>> START
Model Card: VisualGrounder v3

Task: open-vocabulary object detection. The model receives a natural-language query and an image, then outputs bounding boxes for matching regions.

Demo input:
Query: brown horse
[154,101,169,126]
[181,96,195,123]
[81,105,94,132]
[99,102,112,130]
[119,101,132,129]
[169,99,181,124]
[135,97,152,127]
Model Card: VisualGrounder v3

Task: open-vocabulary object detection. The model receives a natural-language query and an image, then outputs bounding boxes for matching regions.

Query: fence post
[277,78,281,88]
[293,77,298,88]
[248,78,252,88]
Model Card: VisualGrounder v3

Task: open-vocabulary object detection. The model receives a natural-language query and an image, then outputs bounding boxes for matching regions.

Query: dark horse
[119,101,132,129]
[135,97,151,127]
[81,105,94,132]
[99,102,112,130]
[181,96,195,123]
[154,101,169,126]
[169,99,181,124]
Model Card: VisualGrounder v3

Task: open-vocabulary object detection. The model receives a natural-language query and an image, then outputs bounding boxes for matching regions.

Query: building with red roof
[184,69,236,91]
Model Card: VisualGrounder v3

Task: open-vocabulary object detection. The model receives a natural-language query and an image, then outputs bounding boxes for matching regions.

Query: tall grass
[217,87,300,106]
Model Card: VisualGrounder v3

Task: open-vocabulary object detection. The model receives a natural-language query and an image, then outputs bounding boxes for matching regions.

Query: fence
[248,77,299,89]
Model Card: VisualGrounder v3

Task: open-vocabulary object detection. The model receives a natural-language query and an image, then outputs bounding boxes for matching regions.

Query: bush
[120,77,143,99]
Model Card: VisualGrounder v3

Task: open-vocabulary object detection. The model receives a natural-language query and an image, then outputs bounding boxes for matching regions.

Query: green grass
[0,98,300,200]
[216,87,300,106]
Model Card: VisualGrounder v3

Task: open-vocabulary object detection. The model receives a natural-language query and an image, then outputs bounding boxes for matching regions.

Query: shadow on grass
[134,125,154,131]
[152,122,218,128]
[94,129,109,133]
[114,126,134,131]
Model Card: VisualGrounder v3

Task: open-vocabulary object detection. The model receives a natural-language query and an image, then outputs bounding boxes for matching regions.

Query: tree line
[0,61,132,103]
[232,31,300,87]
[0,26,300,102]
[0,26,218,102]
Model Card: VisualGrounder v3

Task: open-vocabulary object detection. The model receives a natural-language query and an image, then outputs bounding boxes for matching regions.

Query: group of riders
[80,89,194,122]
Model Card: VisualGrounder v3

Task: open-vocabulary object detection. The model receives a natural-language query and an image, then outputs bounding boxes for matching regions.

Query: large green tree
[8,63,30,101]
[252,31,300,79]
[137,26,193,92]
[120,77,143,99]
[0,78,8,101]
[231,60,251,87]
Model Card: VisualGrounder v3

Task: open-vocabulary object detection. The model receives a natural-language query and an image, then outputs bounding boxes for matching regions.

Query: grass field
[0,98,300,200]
>> END
Task to carry out:
Copy the listing above line for line, keeping every character unchanged.

Task answer:
Model Card: VisualGrounder v3

Task: open-vocabulary object detection. The model receives a natural-language query and an image, then outputs bounding boxes for matching regions.

Demo input:
Query: brown horse
[154,101,169,126]
[181,96,195,123]
[81,105,94,132]
[99,102,112,130]
[119,101,132,129]
[169,99,181,124]
[135,97,152,127]
Model Card: VisualGrounder v3

Task: open-vocabulary object detection. The model receives a natural-language query and an image, then outputs bounding boxes for matching regions.

Query: fence post
[277,78,281,88]
[293,77,298,88]
[248,78,252,88]
Model Card: VisualGrounder v3

Task: open-vocabulary object detection. The model receives a natural-language query and an image, then outputs bounding boxes for matching regions.

Query: dark horse
[119,101,132,129]
[135,97,151,127]
[81,105,94,132]
[99,102,112,130]
[181,96,195,123]
[154,101,169,126]
[169,99,181,124]
Model Card: VisualGrounder v3

Task: open-vocabulary object detection. The model receives a natural-language query and an image, then outputs bounding boxes for matching regions.

Query: building with red roof
[184,69,236,91]
Model Card: VisualGrounder v3

Task: open-vocabulary object detection. The model receives a natural-language query and an image, then outputs bounding boxes for matching regions.

Query: tall grass
[217,87,300,106]
Model Card: VisualGrounder v3

Task: open-vocabulary object detection. The model receives a natural-language query and an image, then outputs bounding boxes for matching regions.

Query: fence
[248,77,299,89]
Model Card: VisualGrounder v3

Task: open-vocabulary object detection. The model receives a natural-language query and an image, then outputs bounding boxes for matching regions.

Query: bush
[120,77,143,99]
Model Card: VisualGrounder v3

Task: open-vocabulary object detection. The model receives a natural-language query and an image, then outputs bounding boxes for matching regions.

Query: green grass
[0,98,300,200]
[216,87,300,106]
Model Card: VisualGrounder v3

Task: open-vocabulary object detection. The model receives a natural-language query and an image, then outputs bounding boxes for matching regions.

Query: shadow on grass
[134,125,154,131]
[152,122,218,128]
[94,129,109,133]
[114,126,134,131]
Model Card: VisualGrounder v3

Task: open-vocabulary object detection. The model receives a natural-language query and an image, then outputs bounding boxes for matching regions.

Query: tree line
[0,61,132,103]
[232,31,300,87]
[0,26,300,102]
[0,26,218,102]
Model Card: VisualGrounder v3

Task: open-vocabulary object detection. The model receives a natural-language query and an image, then outputs bounding boxes for matching regions.

Query: group of riders
[80,89,194,122]
Model Card: VisualGrounder v3

Task: open-vocabulary object detection. The model receives a natural-language query and an image, then outputs bounding boxes for matching regions.

Query: large green tree
[8,63,30,101]
[252,31,300,79]
[137,26,193,92]
[120,77,143,99]
[0,78,8,101]
[231,60,251,87]
Model Card: VisualGrounder v3

Task: open-vocabulary object detection. The model receives a natural-language query and an image, then outputs bounding boxes for matching regions.

Query: grass field
[0,98,300,200]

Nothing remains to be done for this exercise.